#### SOURCE DOCUMENT ####

# Portuguese Nationality Help



## Paulalu (Mar 23, 2011)

Hello!

My son is over 18 and is currently stateless even though I am a Portuguese National, the only problem is that when he was born I did not have him registered in the Portuguese Consulate in France (where he was born). I then travelled to Britain where I currently reside, he was allowed entry being only 6 months old at the time just with his Birth Certificate. When I tried to get him registered in the consulate over here (UK), I was told that I would not be able to do it without his father's signature.

So as a result he has no ID apart from his Birth Certificate. Even though I know that he is entitled to apply for the Portuguese Nationality today, having downloaded the application form, on the documents required section it states that he would also have to have a residence card for the country where he is resident, which he can not obtain as he has no Nationality, this leaves us in a 'catch 22' situation and I do not know where to go from here.

Help please?

I should mention that the Portuguese Consulate in London is of no help, as anyone that has had dealings with them must know.


----------



## silvers (Sep 22, 2008)

Dear Paula,
Have you sat in the Consulate in London? I know it can be a painful experience but I have witnessed the power of actually looking them in the face and asking the questions that need answering. They helped my family when no-one else would but I had to drive from Manchester and spend a full day sat in that dreary, sweaty waiting room. We jumped through all the hoops they placed in front of us and at the end of the day, we got there.


----------



## -mia- (Dec 23, 2009)

I wonder if it would be possible for you to travel to Portugal to register him. If you don't get anywhere at the London Consulate as Silvers says looking them in the eye, you might want to try your luck going to the RC in PT and looking them in the eye and explaining your (his) problem. (well, or at least call directly to the RC in PT. 
Portal do Cidadão - Página Inicial


----------



## canoeman (Mar 3, 2011)

For your sons sake, I would seek some proffesional help, being stateless is a serious problem in 2011, or is it that you or he wants to register his dual Nationality.
Wouldn't he have first been a French citizen by birth?


----------



## silvers (Sep 22, 2008)

The child would now take the nationality of the parents. My sis-in-law and her hubby (both Portuguese) had a child in the UK, she was refused British nationality and had to eb registered as Portuguese.


----------

####

→ **WRITTEN TASK 1**:
Answer these questions from the forum thread above:
(a) In which country was the son born?
(b) From which city did silvers have to drive to reach the consulate in London?
(c) What nationality did the parents of the child born in the UK hold?
→ **WRITTEN TASK 2**:
Can you rewrite the stretch of the listing from the line containing "object: white cloud." through the line containing "[0,206,360,240]", keeping every line and adding -7 to each bounding-box coordinate?

#### RAW RECORDS ####

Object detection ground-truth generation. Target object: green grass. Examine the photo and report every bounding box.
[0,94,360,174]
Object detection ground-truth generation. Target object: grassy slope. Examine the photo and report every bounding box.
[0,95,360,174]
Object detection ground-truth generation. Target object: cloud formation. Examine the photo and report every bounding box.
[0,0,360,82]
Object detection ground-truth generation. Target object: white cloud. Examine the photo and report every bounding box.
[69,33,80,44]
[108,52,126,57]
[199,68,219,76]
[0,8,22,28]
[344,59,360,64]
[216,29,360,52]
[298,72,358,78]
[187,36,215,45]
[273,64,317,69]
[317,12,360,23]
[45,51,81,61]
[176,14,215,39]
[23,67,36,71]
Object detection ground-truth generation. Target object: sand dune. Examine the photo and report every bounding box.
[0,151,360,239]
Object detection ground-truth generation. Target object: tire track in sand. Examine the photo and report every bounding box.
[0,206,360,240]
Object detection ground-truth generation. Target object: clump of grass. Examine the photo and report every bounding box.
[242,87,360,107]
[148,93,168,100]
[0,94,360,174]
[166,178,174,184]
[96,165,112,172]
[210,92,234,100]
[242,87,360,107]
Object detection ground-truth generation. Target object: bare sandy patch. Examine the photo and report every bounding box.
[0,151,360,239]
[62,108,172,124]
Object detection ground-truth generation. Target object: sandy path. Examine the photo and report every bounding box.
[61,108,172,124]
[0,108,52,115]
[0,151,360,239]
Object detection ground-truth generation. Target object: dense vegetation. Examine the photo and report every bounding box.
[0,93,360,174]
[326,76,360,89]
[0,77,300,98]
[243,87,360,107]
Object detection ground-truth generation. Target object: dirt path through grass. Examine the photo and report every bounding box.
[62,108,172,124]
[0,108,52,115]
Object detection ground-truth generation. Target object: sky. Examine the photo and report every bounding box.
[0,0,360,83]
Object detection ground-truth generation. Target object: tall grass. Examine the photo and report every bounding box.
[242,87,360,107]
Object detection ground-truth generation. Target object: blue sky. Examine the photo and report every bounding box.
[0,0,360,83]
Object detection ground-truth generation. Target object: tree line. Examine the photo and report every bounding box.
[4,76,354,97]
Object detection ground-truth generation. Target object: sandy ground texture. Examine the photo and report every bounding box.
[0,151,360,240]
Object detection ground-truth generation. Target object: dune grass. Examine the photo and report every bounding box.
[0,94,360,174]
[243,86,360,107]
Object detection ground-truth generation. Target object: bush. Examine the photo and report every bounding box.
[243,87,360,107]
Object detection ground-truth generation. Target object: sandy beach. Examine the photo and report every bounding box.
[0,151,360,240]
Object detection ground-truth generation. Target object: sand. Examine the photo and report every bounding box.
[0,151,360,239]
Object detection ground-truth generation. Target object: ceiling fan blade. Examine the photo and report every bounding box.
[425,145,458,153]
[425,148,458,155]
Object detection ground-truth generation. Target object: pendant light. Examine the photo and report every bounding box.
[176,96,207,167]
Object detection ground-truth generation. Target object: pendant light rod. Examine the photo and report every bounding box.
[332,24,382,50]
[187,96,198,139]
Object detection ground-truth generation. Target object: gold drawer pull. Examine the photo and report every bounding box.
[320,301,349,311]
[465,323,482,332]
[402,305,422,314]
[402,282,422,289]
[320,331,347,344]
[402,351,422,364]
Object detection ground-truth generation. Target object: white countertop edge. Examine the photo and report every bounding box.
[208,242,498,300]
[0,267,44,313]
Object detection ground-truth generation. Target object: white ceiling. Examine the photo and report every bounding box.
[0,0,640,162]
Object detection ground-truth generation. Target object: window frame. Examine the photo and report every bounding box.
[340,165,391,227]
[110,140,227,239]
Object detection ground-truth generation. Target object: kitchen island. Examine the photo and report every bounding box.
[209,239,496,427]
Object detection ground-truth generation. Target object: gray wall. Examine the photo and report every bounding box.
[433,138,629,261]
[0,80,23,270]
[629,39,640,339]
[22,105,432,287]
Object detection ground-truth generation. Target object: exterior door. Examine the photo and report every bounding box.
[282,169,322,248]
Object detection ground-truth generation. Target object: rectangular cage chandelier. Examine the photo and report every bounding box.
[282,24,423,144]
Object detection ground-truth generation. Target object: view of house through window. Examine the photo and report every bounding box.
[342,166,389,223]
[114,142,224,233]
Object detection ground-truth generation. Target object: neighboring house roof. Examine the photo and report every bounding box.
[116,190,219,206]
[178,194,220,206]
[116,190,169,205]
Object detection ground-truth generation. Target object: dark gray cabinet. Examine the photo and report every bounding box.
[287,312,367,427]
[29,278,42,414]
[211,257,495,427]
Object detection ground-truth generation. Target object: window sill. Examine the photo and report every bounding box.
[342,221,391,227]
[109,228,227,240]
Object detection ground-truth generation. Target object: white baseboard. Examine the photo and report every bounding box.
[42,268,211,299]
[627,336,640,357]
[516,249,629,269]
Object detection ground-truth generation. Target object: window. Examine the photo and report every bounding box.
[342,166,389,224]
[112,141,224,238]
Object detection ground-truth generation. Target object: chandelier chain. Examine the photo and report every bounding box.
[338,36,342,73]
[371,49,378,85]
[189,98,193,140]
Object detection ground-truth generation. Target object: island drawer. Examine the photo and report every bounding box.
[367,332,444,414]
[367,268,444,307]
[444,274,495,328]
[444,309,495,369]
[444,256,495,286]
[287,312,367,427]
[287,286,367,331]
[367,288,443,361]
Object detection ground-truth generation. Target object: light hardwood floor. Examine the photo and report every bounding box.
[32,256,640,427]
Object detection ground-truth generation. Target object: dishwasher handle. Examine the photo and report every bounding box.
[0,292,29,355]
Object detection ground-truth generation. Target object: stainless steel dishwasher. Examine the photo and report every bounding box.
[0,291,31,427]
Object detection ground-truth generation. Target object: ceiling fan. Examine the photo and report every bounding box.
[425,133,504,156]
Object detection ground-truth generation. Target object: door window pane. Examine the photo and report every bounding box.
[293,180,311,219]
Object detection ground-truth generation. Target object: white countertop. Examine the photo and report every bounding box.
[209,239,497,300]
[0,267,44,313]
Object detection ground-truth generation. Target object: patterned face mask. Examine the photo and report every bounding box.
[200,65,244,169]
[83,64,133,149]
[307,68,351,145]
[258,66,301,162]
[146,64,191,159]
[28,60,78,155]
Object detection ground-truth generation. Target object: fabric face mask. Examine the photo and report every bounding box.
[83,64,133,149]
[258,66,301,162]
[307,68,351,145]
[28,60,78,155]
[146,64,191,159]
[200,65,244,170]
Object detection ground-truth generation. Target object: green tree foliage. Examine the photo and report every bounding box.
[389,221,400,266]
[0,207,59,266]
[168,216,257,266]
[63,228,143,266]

####

→ **RESULT 1**:
(a) France.
(b) Manchester.
(c) Portuguese.

→ **RESULT 2**:
Object detection ground-truth generation. Target object: white cloud. Examine the photo and report every bounding box.
[62,26,73,37]
[101,45,119,50]
[192,61,212,69]
[-7,1,15,21]
[337,52,353,57]
[209,22,353,45]
[291,65,351,71]
[180,29,208,38]
[266,57,310,62]
[310,5,353,16]
[38,44,74,54]
[169,7,208,32]
[16,60,29,64]
Object detection ground-truth generation. Target object: sand dune. Examine the photo and report every bounding box.
[-7,144,353,232]
Object detection ground-truth generation. Target object: tire track in sand. Examine the photo and report every bounding box.
[-7,199,353,233]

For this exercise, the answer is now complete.